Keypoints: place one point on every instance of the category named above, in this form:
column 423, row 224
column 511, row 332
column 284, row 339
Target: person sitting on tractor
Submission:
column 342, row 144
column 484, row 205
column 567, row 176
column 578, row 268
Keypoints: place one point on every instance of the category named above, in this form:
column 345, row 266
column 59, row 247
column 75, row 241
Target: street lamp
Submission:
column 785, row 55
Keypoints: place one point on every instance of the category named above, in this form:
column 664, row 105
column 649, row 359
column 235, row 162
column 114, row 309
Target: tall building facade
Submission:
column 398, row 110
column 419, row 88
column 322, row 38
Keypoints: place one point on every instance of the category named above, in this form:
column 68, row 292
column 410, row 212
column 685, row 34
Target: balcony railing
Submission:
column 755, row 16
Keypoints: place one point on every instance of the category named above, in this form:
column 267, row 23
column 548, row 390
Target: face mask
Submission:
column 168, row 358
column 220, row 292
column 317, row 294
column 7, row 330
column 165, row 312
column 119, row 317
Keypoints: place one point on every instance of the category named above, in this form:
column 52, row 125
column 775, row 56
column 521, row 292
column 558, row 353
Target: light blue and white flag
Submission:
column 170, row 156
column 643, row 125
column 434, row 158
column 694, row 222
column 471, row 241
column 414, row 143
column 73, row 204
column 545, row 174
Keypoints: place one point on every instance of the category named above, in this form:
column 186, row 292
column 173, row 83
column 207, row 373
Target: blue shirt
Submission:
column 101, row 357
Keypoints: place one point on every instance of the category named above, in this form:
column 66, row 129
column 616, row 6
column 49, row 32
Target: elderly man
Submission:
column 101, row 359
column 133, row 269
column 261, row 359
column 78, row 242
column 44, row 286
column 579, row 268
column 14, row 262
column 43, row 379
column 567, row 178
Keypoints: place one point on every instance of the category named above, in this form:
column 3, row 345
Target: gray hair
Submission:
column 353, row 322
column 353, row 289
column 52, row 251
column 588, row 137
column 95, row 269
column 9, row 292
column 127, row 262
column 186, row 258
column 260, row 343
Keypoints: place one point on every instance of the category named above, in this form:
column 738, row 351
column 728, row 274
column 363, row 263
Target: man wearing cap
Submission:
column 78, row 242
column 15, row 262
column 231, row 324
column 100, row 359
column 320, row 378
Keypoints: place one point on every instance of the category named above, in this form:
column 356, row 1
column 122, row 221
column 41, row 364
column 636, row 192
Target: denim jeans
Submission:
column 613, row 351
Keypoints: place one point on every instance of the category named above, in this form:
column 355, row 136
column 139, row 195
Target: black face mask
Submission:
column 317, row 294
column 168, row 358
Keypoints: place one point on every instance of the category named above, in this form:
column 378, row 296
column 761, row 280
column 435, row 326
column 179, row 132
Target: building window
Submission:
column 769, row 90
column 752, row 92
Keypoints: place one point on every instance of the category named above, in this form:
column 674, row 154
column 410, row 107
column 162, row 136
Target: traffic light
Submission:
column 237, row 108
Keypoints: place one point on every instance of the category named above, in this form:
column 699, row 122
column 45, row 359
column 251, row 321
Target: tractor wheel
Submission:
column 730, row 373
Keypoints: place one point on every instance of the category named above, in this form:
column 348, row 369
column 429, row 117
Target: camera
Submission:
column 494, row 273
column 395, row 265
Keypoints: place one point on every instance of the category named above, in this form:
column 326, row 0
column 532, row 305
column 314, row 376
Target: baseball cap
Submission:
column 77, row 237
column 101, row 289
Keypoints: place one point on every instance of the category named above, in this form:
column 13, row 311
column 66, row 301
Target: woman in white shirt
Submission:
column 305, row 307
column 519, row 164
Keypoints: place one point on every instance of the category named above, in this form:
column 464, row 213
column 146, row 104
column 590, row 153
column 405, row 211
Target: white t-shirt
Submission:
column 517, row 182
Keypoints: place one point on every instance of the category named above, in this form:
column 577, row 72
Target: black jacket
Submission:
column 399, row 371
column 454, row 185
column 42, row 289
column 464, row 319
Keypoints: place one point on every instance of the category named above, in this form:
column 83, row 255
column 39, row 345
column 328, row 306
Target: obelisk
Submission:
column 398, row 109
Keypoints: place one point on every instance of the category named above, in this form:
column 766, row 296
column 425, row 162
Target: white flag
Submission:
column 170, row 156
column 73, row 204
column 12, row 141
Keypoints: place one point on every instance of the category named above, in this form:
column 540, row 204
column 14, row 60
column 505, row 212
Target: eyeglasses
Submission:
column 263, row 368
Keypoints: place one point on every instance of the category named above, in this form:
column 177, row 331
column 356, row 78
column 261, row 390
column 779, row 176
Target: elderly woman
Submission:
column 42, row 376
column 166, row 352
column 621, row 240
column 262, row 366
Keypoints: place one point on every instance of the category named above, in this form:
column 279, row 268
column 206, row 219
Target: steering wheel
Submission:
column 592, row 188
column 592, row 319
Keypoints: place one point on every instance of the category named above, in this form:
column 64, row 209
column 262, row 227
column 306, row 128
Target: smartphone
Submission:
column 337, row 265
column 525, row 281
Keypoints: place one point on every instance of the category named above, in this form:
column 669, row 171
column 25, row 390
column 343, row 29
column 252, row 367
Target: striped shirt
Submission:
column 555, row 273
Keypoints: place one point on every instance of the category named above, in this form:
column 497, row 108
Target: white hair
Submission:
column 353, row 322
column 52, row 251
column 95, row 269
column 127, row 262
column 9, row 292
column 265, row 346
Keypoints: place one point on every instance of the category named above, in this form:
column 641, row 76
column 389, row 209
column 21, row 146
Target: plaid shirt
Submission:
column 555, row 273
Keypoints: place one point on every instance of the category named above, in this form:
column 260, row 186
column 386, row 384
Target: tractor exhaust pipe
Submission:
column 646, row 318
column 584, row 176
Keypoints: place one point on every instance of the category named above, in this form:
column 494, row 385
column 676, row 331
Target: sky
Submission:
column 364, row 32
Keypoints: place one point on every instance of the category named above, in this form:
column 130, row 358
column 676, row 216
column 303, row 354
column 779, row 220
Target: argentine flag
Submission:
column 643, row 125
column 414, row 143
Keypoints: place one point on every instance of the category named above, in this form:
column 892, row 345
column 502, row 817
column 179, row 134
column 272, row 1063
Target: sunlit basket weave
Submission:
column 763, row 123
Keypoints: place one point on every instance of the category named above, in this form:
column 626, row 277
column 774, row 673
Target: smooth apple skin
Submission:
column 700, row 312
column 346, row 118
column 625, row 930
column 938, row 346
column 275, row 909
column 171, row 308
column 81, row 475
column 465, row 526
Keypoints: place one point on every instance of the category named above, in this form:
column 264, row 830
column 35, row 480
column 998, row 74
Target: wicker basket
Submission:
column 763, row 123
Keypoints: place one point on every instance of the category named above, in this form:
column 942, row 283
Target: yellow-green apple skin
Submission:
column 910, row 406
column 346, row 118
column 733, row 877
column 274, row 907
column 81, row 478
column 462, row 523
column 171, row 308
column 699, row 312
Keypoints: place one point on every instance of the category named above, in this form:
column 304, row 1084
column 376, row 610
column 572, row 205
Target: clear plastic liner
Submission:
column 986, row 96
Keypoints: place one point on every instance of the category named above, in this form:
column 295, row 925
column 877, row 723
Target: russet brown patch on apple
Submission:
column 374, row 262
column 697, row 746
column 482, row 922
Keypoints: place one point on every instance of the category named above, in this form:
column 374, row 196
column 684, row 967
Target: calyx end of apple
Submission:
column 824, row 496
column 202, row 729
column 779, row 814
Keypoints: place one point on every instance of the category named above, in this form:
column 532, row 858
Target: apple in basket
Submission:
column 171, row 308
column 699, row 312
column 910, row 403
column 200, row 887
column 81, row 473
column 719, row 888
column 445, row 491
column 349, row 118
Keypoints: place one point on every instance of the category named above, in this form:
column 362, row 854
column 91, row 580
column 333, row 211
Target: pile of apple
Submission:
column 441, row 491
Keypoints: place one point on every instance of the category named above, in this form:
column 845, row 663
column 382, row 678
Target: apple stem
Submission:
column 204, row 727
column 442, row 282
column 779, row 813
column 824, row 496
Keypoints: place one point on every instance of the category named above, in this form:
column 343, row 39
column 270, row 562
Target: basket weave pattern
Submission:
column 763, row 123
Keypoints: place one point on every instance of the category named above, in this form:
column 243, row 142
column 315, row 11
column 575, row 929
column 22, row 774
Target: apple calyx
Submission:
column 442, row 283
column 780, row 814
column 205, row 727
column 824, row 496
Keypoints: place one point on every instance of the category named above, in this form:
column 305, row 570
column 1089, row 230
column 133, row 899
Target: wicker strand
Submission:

TASK BRIEF => Please report every line of the records above that contains the word "blue", copying each such line in full. Case counts.

RESULT OF THE TASK =>
Target: light blue and white flag
Target: blue shirt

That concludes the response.